▶ [Provided records]

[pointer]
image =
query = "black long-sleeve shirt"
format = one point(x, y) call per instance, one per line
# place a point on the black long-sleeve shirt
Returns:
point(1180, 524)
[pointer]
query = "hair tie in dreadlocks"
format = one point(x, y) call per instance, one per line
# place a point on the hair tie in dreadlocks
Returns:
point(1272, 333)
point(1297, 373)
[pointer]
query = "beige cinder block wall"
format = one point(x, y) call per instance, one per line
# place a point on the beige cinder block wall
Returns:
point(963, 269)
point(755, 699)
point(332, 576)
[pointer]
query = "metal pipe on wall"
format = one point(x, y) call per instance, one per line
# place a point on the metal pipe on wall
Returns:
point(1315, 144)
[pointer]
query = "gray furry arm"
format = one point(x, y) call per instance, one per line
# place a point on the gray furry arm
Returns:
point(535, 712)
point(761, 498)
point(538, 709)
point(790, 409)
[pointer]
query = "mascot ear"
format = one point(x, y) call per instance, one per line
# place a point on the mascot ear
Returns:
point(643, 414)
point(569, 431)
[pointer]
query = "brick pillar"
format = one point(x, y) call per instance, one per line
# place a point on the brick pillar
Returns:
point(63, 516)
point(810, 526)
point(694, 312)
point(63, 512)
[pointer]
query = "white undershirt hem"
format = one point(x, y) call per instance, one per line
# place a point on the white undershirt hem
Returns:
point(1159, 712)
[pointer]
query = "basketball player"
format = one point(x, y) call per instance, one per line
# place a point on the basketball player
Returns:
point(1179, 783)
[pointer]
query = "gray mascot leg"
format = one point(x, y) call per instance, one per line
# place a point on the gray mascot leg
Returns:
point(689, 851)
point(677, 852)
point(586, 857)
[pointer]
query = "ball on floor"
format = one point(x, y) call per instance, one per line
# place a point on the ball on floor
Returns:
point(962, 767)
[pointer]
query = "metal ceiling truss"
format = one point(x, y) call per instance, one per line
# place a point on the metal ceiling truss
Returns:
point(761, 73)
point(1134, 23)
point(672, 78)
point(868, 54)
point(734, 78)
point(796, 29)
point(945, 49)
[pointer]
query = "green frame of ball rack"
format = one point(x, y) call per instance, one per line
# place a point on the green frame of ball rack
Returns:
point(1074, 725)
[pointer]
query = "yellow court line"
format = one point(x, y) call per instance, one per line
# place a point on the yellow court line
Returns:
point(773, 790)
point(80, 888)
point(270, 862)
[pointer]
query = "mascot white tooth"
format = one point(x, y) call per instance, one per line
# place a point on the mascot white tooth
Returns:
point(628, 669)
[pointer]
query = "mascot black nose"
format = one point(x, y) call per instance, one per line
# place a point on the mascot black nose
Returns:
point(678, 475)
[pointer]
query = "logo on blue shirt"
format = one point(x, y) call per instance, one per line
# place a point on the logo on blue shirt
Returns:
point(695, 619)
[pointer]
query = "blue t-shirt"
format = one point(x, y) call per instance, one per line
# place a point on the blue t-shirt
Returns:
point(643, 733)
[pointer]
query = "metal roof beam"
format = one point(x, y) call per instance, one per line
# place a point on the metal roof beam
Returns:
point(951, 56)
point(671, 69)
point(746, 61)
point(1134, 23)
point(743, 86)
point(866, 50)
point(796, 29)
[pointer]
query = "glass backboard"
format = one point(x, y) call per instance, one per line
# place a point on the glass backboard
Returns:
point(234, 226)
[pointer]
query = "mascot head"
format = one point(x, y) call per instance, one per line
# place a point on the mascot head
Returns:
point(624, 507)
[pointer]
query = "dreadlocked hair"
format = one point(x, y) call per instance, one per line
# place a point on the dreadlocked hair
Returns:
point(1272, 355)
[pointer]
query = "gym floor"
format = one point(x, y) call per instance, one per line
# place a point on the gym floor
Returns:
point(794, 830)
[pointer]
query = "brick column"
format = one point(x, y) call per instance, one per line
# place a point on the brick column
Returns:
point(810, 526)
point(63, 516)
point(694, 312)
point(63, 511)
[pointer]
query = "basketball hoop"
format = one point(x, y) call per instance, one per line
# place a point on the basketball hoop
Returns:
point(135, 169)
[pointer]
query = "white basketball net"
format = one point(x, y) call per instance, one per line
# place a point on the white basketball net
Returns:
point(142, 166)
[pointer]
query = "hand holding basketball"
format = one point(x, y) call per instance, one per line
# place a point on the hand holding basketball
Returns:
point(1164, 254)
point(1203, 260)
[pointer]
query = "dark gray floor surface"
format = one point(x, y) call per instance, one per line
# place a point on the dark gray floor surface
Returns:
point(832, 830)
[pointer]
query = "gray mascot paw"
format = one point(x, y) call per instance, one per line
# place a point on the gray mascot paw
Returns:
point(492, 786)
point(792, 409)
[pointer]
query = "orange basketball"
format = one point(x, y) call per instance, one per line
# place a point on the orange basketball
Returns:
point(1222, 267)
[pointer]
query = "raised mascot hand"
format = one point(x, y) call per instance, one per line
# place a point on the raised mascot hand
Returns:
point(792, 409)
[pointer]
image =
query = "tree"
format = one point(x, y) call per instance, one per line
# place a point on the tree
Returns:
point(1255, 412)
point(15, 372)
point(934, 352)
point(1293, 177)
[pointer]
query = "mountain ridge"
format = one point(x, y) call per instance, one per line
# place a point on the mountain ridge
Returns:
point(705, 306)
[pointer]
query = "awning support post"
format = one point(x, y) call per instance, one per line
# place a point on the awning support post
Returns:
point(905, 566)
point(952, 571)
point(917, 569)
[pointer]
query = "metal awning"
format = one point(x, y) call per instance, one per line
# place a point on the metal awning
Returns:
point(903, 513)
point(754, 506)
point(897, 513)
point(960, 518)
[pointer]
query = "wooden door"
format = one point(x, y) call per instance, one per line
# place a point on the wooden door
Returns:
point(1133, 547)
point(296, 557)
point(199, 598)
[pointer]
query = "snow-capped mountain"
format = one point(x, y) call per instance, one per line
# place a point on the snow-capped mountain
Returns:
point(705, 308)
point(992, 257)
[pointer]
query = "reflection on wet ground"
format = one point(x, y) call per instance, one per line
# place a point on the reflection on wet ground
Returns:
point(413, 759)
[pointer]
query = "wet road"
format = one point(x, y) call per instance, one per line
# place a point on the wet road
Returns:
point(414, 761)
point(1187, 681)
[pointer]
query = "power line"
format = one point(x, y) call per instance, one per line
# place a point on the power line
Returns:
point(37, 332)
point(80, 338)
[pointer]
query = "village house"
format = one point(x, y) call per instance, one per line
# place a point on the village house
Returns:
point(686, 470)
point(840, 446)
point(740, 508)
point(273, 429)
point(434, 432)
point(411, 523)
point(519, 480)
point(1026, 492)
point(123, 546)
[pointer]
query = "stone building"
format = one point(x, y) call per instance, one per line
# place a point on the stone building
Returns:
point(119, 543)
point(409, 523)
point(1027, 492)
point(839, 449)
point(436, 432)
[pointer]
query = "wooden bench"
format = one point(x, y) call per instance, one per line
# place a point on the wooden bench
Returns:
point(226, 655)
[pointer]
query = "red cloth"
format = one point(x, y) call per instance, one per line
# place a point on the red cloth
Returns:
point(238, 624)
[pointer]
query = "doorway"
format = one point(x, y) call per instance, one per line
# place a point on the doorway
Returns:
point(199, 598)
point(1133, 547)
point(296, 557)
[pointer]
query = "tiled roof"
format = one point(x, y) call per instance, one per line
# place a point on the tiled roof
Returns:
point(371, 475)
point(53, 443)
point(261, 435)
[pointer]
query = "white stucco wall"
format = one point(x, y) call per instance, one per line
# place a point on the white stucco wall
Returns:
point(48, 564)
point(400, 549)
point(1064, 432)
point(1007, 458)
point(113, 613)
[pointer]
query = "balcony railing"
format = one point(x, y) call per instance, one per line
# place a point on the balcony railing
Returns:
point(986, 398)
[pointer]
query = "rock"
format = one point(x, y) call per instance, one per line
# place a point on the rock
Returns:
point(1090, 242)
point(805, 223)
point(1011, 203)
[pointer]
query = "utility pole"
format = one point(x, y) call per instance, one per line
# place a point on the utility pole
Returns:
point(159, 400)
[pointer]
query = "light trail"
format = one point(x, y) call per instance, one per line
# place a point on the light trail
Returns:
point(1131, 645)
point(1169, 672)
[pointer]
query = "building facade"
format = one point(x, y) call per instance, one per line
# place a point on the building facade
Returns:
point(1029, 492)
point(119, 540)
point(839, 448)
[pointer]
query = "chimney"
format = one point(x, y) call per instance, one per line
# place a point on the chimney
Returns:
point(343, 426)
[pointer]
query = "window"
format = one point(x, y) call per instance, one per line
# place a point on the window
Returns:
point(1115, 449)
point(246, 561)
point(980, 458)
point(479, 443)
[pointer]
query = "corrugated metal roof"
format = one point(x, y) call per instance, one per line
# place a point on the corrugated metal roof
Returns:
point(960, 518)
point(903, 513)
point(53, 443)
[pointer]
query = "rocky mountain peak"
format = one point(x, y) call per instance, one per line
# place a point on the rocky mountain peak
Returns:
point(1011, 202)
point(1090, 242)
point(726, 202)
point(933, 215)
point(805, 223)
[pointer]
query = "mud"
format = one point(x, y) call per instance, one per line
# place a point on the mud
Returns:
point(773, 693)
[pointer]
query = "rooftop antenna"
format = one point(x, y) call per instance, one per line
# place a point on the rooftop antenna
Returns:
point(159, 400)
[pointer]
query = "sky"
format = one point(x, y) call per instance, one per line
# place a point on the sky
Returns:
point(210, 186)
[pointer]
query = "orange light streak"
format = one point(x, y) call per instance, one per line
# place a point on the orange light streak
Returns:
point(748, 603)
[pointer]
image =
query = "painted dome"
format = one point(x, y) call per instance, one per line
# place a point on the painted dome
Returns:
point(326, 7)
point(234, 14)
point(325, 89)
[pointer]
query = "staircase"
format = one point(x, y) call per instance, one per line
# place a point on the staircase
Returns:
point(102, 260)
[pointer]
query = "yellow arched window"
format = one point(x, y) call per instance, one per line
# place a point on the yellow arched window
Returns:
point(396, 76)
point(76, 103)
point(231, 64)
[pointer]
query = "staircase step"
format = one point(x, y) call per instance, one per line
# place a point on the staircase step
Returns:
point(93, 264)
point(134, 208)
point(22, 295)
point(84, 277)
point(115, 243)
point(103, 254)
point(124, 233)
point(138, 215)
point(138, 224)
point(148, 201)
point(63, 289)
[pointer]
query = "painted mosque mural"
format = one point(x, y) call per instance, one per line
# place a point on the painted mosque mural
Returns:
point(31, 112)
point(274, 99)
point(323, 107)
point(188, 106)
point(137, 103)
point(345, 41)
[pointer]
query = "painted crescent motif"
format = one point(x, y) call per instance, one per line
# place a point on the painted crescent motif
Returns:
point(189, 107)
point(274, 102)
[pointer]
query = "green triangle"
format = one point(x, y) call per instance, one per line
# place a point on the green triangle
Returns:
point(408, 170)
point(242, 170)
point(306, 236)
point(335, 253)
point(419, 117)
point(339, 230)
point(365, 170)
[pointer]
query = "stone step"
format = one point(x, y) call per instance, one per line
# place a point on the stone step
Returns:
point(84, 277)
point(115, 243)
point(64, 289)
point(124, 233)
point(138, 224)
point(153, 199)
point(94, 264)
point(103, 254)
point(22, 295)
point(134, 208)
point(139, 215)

▶ [Directions for this task] Where the line holding "# place a point on the basketball player" appears in the listing above, start reproducing exactly, and end with the line holding "# place a point on the metal roof beam".

▶ [Response]
# place a point on the basketball player
Returns:
point(1179, 783)
[pointer]
query = "gray mascot leg"
format = one point(x, y) call per instance, one per line
# place a point on the gray mascot leg
Returns:
point(689, 851)
point(677, 852)
point(586, 857)
[pointer]
query = "ball on floor"
format = one point(x, y) call per instance, one per line
# place a point on the ball on floor
Returns:
point(962, 767)
[pointer]
query = "metal ceiling truss"
format = one point(x, y) call per instance, one per line
# place a point on the metal ceiling truss
Returns:
point(761, 73)
point(1134, 23)
point(672, 78)
point(868, 54)
point(734, 78)
point(796, 29)
point(945, 49)
[pointer]
query = "green frame of ball rack"
format = one point(x, y) call per instance, one per line
# place a point on the green frame of ball rack
Returns:
point(1074, 725)
[pointer]
query = "yellow court line"
format = one point(x, y) call per instance, one per line
# place a point on the yellow court line
Returns:
point(773, 790)
point(80, 888)
point(270, 862)
[pointer]
query = "mascot white tooth"
format = one point(x, y) call per instance, one per line
# place a point on the mascot white tooth
Returns:
point(628, 669)
[pointer]
query = "mascot black nose"
format = one point(x, y) call per instance, one per line
# place a point on the mascot black nose
Returns:
point(678, 475)
[pointer]
query = "logo on blue shirt"
format = one point(x, y) call per instance, one per line
# place a point on the logo on blue shirt
Returns:
point(695, 619)
[pointer]
query = "blue t-shirt"
format = one point(x, y) call per instance, one per line
# place a point on the blue t-shirt
Returns:
point(643, 733)
[pointer]
query = "metal roof beam"
format = one point(x, y) call per instance, one per line
# place a point on the metal roof beam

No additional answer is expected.